• Source extract:
Received-SPF: pass (google.com: best guess record for domain of linux-kernel-owner@vger.kernel.org designates 209.132.180.67 as permitted sender) client-ip=209.132.180.67;
From:   Wei Wang <wei.w.wang@intel.com>
To:     linux-kernel@vger.kernel.org, kvm@vger.kernel.org,
        ak@linux.intel.com, peterz@infradead.org, pbonzini@redhat.com
Cc:     kan.liang@intel.com, mingo@redhat.com, rkrcmar@redhat.com,
        like.xu@intel.com, wei.w.wang@intel.com, jannh@google.com,
        arei.gonglei@huawei.com, jmattson@google.com
Subject: [PATCH v8 13/14] KVM/x86/vPMU: check the lbr feature before entering guest
Date:   Tue,  6 Aug 2019 15:16:13 +0800
Message-Id: <1565075774-26671-14-git-send-email-wei.w.wang@intel.com>
In-Reply-To: <1565075774-26671-1-git-send-email-wei.w.wang@intel.com>
References: <1565075774-26671-1-git-send-email-wei.w.wang@intel.com>
Sender: linux-kernel-owner@vger.kernel.org
Precedence: bulk

The guest can access the lbr related msrs only when the vcpu's lbr event
has been assigned the lbr feature. A cpu pinned lbr event (though no such
event usages in the current upstream kernel) could reclaim the lbr feature
from the vcpu's lbr event (task pinned) via ipi calls. If the cpu is
running in the non-root mode, this will cause the cpu to vm-exit to handle
the host ipi and then vm-entry back to the guest. So on vm-entry (where
interrupt has been disabled), we double confirm that the vcpu's lbr event
is still assigned the lbr feature via checking event->oncpu.

The pass-through of the lbr related msrs will be cancelled if the lbr is
reclaimed, and the following guest accesses to the lbr related msrs will
vm-exit to the related msr emulation handler in kvm, which will prevent
the accesses.

• Data section:

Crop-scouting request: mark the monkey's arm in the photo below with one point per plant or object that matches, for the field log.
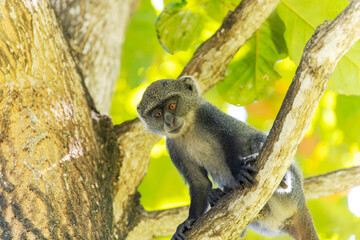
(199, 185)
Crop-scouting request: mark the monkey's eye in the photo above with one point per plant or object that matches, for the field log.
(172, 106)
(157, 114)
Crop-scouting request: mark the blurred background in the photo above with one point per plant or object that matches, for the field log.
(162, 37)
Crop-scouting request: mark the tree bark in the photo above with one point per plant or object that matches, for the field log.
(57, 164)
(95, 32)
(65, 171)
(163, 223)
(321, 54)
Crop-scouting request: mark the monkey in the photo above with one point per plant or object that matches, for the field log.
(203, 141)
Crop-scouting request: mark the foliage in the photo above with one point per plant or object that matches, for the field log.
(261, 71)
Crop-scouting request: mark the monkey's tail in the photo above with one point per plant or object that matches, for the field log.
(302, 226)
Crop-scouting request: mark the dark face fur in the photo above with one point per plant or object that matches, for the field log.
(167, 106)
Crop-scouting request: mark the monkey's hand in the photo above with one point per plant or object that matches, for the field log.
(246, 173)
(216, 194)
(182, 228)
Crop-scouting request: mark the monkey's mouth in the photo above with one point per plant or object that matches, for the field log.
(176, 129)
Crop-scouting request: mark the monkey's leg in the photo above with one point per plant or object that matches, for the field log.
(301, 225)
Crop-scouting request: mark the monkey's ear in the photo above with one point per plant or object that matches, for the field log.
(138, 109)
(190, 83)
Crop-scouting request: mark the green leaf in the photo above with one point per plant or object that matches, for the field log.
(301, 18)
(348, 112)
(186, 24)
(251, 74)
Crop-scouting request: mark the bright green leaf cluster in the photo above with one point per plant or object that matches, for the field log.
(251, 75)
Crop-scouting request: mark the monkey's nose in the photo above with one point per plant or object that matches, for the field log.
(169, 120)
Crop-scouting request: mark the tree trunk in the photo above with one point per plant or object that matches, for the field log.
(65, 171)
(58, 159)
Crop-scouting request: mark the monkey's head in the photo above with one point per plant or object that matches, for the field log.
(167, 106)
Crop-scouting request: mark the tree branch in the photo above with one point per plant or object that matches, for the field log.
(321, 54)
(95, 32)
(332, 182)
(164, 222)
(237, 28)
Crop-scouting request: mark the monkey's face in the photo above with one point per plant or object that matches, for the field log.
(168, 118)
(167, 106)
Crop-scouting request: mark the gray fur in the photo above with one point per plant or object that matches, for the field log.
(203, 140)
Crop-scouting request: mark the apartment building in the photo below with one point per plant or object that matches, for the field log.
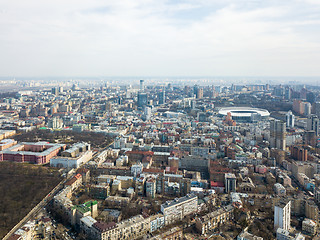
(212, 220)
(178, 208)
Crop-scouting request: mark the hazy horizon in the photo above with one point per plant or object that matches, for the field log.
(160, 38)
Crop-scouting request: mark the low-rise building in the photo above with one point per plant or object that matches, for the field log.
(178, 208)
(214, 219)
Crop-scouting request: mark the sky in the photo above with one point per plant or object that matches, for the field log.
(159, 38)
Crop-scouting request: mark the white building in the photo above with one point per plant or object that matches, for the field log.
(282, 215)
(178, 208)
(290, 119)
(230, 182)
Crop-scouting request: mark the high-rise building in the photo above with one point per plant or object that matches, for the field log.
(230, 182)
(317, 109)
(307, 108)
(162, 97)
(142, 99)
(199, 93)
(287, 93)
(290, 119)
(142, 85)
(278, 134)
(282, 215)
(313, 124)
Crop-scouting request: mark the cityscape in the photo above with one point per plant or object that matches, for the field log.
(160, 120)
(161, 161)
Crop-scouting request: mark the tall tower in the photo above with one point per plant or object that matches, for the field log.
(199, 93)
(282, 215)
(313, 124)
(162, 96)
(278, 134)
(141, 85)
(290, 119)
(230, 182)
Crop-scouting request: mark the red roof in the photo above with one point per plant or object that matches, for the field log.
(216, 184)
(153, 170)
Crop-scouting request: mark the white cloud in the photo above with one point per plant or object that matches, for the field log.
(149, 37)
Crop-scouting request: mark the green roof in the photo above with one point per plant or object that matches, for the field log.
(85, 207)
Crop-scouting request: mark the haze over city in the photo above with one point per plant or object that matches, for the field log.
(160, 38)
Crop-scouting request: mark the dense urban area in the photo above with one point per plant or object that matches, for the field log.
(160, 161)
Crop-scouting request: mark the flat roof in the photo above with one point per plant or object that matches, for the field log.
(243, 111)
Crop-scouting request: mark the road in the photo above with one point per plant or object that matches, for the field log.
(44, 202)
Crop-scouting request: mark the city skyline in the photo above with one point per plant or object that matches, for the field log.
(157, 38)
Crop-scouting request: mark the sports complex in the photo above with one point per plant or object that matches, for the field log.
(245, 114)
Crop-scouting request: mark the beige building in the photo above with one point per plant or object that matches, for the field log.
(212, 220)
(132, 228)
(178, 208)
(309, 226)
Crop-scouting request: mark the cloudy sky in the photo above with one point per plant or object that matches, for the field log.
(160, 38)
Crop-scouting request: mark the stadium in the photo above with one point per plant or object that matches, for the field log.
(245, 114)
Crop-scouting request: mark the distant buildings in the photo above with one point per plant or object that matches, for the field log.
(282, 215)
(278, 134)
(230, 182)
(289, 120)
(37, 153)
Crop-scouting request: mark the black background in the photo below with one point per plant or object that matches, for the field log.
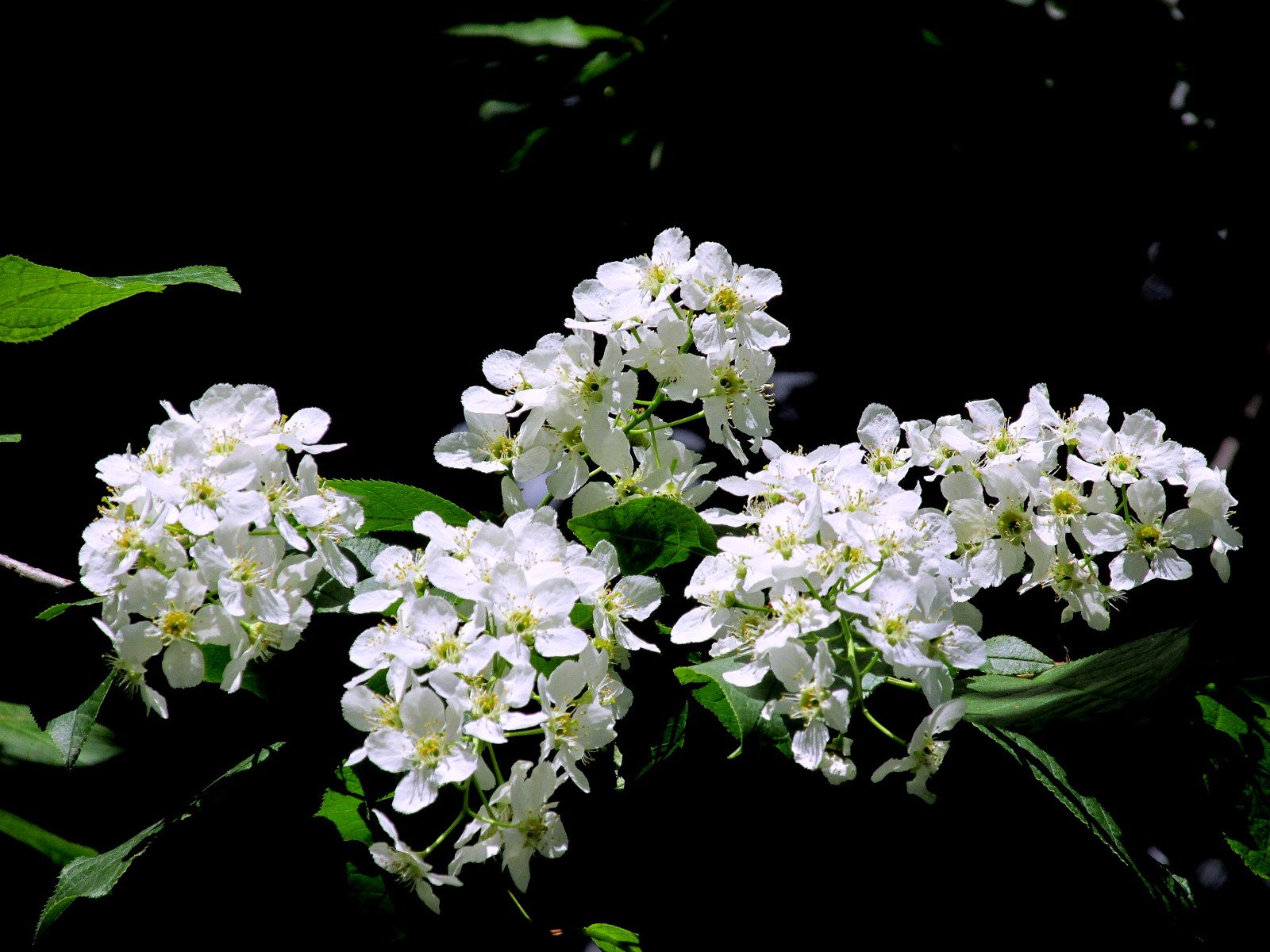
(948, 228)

• List of tasks:
• a. Answer each question from the patch message, one answer per line, marked like the question.
(i) On vm-entry, what is checked to confirm that the vcpu's lbr event is still assigned the lbr feature?
(ii) By what means could a cpu pinned lbr event reclaim the lbr feature from the vcpu's lbr event?
(iii) What happens to the pass-through of the lbr related msrs if the lbr is reclaimed?
• b. Summarize the patch message in two sentences.
• c. Decide whether each statement agrees with the patch message. Answer yes or no and quote the words from the patch message that decide it.
(i) The current upstream kernel contains usages of cpu pinned lbr events.
(ii) Interrupts have been disabled at the vm-entry point where the check is made.
(iii) The vcpu's lbr event is task pinned.

• Results:
• a.
(i) event->oncpu
(ii) Via ipi calls
(iii) It will be cancelled.

• b. The guest can access the lbr related msrs only while the vcpu's lbr event holds the lbr feature, and a cpu pinned lbr event could reclaim that feature via ipi calls. On vm-entry, the vcpu's lbr event is double checked through event->oncpu, and if the lbr has been reclaimed, the pass-through of the lbr related msrs is cancelled so that later guest accesses vm-exit to the msr emulation handler in kvm, which prevents them.

• c.
(i) No: "though no such event usages in the current upstream kernel"
(ii) Yes: "So on vm-entry (where interrupt has been disabled)"
(iii) Yes: "from the vcpu's lbr event (task pinned)"